--- START SELECTED EXCERPT ---

Gabriela Rep. Arlene Brosas, House assistant minority leader, said “defects in our judicial and legal processes that enable impunity cannot be cured by the reimposition of the death penalty.”
“We maintain that the death penalty is never the solution to societal problems. Only ordinary citizens will end up being punished with the death penalty,” she said.
Surigao del Norte Rep. Robert Ace Barbers, another death penalty fan, expressed confidence that reviving capital punishment would be passed by the 18th Congress.
Barbers, chair of the House dangerous drugs committee and author of one of several bills reviving death penalty, said there should be no more obstacle to reviving capital punishment because President Rodrigo Duterte had marked it as priority legislation and Speaker Lord Allan Velasco is fully supportive of putting to death those who would be convicted of rape and other heinous crimes.
In a Zoom interview, Barbers said he wanted Nuezca to meted a penalty “higher than the existing capital punishment of life imprisonment.”
“The family was a victim of this bad cop,” Barbers said. “That criminal deserves it. He should be put behind bars and justice be served,” he said.
Barbers is seeking death penalty for drug-related crimes.
In the 18th Congress, Duterte’s allies had filed several bills reviving death penalty at the Senate.
“I believe some senators filed to revive the death penalty,” said Barbers. “So hopefully we can tackle and pass this before the conclusion of the 18th Congress,” he said.
But independent lawmaker Albay Rep. Edcel Lagman said reviving death penalty won’t solve anything.
“The solution to rampant and senseless killings is not the reimposition of the death penalty, which is a brutal violation of the right to life, a serious transgression of human rights and a patent abandonment of our international commitments against imposing capital punishment,” said Lagman.
What is needed, he said, was “dismantling the culture of violence which no less than the Duterte administration has encouraged, tolerated and condoned.”
He reiterated a statement he made last week blaming the President’s statements encouraging and condoning killings for the culture of violence prevailing in the country.

--- END SELECTED EXCERPT ---

**GIVEN REQUEST A**: Could you repeat the passage of the death penalty excerpt that begins at the words "He reiterated a" and stops after "in the country.", word for word?
The death penalty excerpt and the dataset records are unrelated and stand apart from each other.

--- START PROVIDED DATA ---

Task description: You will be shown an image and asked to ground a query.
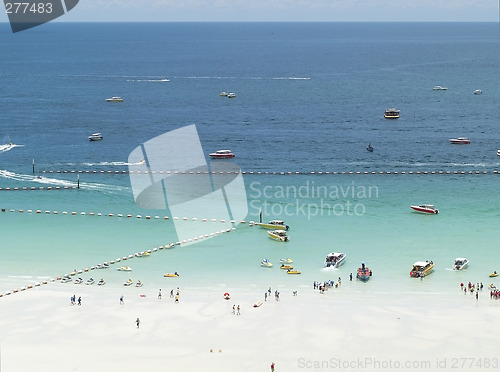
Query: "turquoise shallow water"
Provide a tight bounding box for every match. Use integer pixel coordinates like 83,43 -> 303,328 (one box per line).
0,174 -> 500,292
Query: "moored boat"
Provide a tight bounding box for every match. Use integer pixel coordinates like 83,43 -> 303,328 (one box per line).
410,204 -> 439,214
208,150 -> 236,159
267,230 -> 290,242
453,257 -> 469,270
384,107 -> 400,119
356,263 -> 372,282
450,137 -> 470,145
260,258 -> 273,267
410,261 -> 434,278
255,220 -> 290,230
325,252 -> 346,267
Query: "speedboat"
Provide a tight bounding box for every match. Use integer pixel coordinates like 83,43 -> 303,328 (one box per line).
163,271 -> 179,278
267,230 -> 290,242
410,261 -> 434,278
255,220 -> 290,230
325,252 -> 346,267
453,257 -> 469,270
89,133 -> 102,141
410,204 -> 439,214
106,97 -> 123,102
260,258 -> 273,267
384,107 -> 400,119
450,137 -> 470,145
356,263 -> 372,282
208,150 -> 235,159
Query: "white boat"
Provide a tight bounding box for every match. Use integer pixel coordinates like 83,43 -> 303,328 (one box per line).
208,150 -> 235,159
450,137 -> 470,145
267,230 -> 290,242
255,220 -> 290,230
453,257 -> 469,270
325,252 -> 346,268
106,97 -> 123,102
89,133 -> 102,141
260,258 -> 273,267
410,204 -> 439,214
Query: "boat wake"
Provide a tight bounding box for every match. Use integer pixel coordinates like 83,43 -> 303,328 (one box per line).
0,143 -> 24,152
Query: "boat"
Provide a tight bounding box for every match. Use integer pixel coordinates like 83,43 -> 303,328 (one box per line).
267,230 -> 290,242
450,137 -> 470,145
208,150 -> 236,159
89,133 -> 102,141
453,257 -> 469,270
410,204 -> 439,214
410,261 -> 434,278
325,252 -> 346,267
356,263 -> 372,282
255,220 -> 290,230
260,258 -> 273,267
106,97 -> 123,102
384,107 -> 400,119
163,271 -> 179,278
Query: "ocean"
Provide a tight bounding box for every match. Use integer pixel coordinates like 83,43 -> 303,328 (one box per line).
0,23 -> 500,296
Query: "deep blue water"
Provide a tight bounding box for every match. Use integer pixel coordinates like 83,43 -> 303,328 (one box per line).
0,23 -> 500,173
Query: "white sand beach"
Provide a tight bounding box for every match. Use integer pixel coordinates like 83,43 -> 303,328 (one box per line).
0,283 -> 500,372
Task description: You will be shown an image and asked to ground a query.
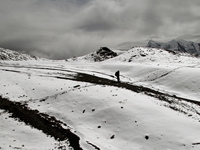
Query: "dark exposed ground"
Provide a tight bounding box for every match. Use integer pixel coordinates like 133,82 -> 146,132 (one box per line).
0,63 -> 200,150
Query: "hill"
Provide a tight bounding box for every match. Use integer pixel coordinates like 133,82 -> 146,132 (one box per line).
66,47 -> 118,62
147,39 -> 200,56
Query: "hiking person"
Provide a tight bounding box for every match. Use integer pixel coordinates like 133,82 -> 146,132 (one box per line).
115,70 -> 120,83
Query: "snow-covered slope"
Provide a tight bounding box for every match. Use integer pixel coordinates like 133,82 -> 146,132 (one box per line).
0,48 -> 40,61
107,47 -> 199,64
0,47 -> 200,150
67,47 -> 117,62
147,40 -> 200,56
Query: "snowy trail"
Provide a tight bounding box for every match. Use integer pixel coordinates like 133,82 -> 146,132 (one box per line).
2,63 -> 200,119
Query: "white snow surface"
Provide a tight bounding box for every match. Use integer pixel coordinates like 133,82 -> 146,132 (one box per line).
0,47 -> 200,150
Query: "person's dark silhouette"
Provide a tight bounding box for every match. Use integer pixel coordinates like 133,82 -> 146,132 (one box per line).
115,70 -> 120,82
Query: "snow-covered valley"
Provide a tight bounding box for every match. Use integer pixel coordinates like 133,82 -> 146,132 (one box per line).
0,48 -> 200,150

--- END PROVIDED DATA ---

**GIVEN REQUEST B**: Would you reproduce the dataset records from their first line through the line containing "0,174 -> 500,292", both ends included, without changing anything and leaving out any picture?

**PROBLEM SOLUTION A**:
He reiterated a statement he made last week blaming the President’s statements encouraging and condoning killings for the culture of violence prevailing in the country.

**PROBLEM SOLUTION B**:
Task description: You will be shown an image and asked to ground a query.
Query: "turquoise shallow water"
Provide a tight bounding box for every match. Use integer pixel coordinates like 83,43 -> 303,328 (one box per line).
0,174 -> 500,292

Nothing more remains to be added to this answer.